##### Given records #####
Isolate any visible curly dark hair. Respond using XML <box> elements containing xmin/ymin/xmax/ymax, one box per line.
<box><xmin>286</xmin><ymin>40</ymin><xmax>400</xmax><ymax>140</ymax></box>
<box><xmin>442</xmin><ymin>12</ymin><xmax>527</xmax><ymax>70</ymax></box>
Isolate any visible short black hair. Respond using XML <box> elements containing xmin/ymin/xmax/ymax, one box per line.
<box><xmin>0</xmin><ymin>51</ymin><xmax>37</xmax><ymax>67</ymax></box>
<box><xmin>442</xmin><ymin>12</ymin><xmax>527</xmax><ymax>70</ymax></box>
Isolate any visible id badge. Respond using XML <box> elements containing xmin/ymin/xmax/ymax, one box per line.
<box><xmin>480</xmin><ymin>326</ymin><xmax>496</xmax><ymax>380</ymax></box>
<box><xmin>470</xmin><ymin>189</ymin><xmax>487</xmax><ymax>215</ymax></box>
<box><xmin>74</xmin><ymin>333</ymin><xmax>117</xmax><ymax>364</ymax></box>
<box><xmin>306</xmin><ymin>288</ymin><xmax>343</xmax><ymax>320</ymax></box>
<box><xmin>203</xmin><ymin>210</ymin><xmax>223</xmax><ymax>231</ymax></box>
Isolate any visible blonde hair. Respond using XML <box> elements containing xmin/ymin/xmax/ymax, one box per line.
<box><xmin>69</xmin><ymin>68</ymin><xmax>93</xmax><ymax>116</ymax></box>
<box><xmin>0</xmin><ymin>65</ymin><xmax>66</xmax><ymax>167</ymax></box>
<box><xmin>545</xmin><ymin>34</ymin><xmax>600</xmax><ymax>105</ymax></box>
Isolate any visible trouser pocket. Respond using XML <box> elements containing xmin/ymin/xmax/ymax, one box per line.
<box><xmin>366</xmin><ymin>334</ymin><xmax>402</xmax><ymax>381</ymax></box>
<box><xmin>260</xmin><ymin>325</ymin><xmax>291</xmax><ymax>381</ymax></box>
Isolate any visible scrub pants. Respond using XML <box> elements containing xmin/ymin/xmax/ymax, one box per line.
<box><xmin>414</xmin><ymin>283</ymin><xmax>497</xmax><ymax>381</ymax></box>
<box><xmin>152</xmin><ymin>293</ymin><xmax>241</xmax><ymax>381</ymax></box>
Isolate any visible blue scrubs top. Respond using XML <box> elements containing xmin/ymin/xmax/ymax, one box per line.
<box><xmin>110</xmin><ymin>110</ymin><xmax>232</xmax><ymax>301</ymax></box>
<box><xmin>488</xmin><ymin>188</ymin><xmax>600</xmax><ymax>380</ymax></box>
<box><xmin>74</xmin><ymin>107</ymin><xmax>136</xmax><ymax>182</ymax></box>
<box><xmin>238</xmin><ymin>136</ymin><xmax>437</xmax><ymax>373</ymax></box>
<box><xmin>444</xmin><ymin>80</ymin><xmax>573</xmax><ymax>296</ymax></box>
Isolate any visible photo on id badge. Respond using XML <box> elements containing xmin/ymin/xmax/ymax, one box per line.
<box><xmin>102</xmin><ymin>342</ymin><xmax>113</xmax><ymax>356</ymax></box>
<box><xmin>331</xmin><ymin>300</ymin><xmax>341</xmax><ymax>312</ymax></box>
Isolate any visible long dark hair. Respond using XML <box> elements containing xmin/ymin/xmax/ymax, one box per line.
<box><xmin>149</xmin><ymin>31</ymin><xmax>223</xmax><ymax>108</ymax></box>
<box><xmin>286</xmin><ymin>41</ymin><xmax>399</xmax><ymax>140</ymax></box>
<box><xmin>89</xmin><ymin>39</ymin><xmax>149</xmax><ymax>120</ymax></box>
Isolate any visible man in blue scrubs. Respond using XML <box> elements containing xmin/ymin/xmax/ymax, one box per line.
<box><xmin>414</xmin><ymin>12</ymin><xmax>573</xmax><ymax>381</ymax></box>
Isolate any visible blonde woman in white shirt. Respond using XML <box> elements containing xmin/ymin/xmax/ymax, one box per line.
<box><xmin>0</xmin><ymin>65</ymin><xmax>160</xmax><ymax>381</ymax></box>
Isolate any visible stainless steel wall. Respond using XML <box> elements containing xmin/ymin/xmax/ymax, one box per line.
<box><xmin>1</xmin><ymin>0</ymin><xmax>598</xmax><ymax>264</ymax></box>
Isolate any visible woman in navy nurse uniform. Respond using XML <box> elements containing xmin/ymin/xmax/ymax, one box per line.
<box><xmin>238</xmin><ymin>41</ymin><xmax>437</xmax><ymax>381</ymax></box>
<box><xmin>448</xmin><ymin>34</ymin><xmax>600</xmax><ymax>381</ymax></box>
#####
### Task:
All of the data shown above should be printed exactly as given.

### Reply:
Isolate any visible curly dark hair. Respond using XML <box> elements containing xmin/ymin/xmax/ymax, one box per line.
<box><xmin>286</xmin><ymin>40</ymin><xmax>400</xmax><ymax>140</ymax></box>
<box><xmin>442</xmin><ymin>12</ymin><xmax>527</xmax><ymax>70</ymax></box>
Isolate any visible short black hair. Respond using XML <box> elements containing xmin/ymin/xmax/ymax, one box per line.
<box><xmin>0</xmin><ymin>51</ymin><xmax>37</xmax><ymax>67</ymax></box>
<box><xmin>442</xmin><ymin>12</ymin><xmax>527</xmax><ymax>70</ymax></box>
Isolate any visible id badge. Respond using XML <box> elements containing xmin/ymin/xmax/ymax, one box per line.
<box><xmin>480</xmin><ymin>326</ymin><xmax>496</xmax><ymax>380</ymax></box>
<box><xmin>470</xmin><ymin>189</ymin><xmax>487</xmax><ymax>215</ymax></box>
<box><xmin>74</xmin><ymin>333</ymin><xmax>117</xmax><ymax>364</ymax></box>
<box><xmin>306</xmin><ymin>288</ymin><xmax>343</xmax><ymax>320</ymax></box>
<box><xmin>203</xmin><ymin>210</ymin><xmax>223</xmax><ymax>231</ymax></box>
Isolate any visible blonde hair. Respond using XML <box> elements containing xmin/ymin/xmax/ymax, one box per line.
<box><xmin>69</xmin><ymin>68</ymin><xmax>93</xmax><ymax>116</ymax></box>
<box><xmin>0</xmin><ymin>65</ymin><xmax>66</xmax><ymax>167</ymax></box>
<box><xmin>545</xmin><ymin>34</ymin><xmax>600</xmax><ymax>105</ymax></box>
Isolate any visible trouser pocket. Respond using XML <box> elements containing xmin/ymin/xmax/ymax, one box per line.
<box><xmin>366</xmin><ymin>334</ymin><xmax>402</xmax><ymax>381</ymax></box>
<box><xmin>260</xmin><ymin>325</ymin><xmax>291</xmax><ymax>381</ymax></box>
Isolate any visible scrub pants. Respond using XML <box> elements containing xmin/ymin/xmax/ymax, one box per line.
<box><xmin>414</xmin><ymin>283</ymin><xmax>497</xmax><ymax>381</ymax></box>
<box><xmin>152</xmin><ymin>293</ymin><xmax>241</xmax><ymax>381</ymax></box>
Isolate any visible blue scrubs top. Respond using XML <box> elements containing xmin/ymin/xmax/ymax, one box per line.
<box><xmin>110</xmin><ymin>110</ymin><xmax>232</xmax><ymax>301</ymax></box>
<box><xmin>488</xmin><ymin>188</ymin><xmax>600</xmax><ymax>380</ymax></box>
<box><xmin>74</xmin><ymin>107</ymin><xmax>136</xmax><ymax>182</ymax></box>
<box><xmin>238</xmin><ymin>136</ymin><xmax>437</xmax><ymax>373</ymax></box>
<box><xmin>444</xmin><ymin>80</ymin><xmax>573</xmax><ymax>296</ymax></box>
Isolate any visible photo on id badge. Respond using XML <box> elements containing xmin/ymin/xmax/ymax, one box per line.
<box><xmin>102</xmin><ymin>342</ymin><xmax>113</xmax><ymax>356</ymax></box>
<box><xmin>331</xmin><ymin>300</ymin><xmax>341</xmax><ymax>312</ymax></box>
Isolate any visible long dark hair. Respond using XML <box> elements containing xmin/ymin/xmax/ymax, one box per line.
<box><xmin>149</xmin><ymin>31</ymin><xmax>223</xmax><ymax>108</ymax></box>
<box><xmin>286</xmin><ymin>41</ymin><xmax>399</xmax><ymax>140</ymax></box>
<box><xmin>89</xmin><ymin>39</ymin><xmax>149</xmax><ymax>120</ymax></box>
Isolate any visible man in blue scrubs. Respond using XML <box> elements containing xmin/ymin/xmax/ymax, one box per line.
<box><xmin>414</xmin><ymin>12</ymin><xmax>573</xmax><ymax>381</ymax></box>
Isolate any visible blonde woman in white shirt. Respond using XML <box> elements containing xmin/ymin/xmax/ymax, one box per line.
<box><xmin>0</xmin><ymin>65</ymin><xmax>160</xmax><ymax>381</ymax></box>
Isolate any visible stainless steel wall. Respond using XML <box> elements containing xmin/ymin/xmax/ymax, one box per line.
<box><xmin>1</xmin><ymin>0</ymin><xmax>598</xmax><ymax>264</ymax></box>
Isolate any visible woman in navy nurse uniform. Respond using XML <box> elements containing xmin/ymin/xmax/ymax, one box per line.
<box><xmin>238</xmin><ymin>41</ymin><xmax>437</xmax><ymax>381</ymax></box>
<box><xmin>448</xmin><ymin>34</ymin><xmax>600</xmax><ymax>381</ymax></box>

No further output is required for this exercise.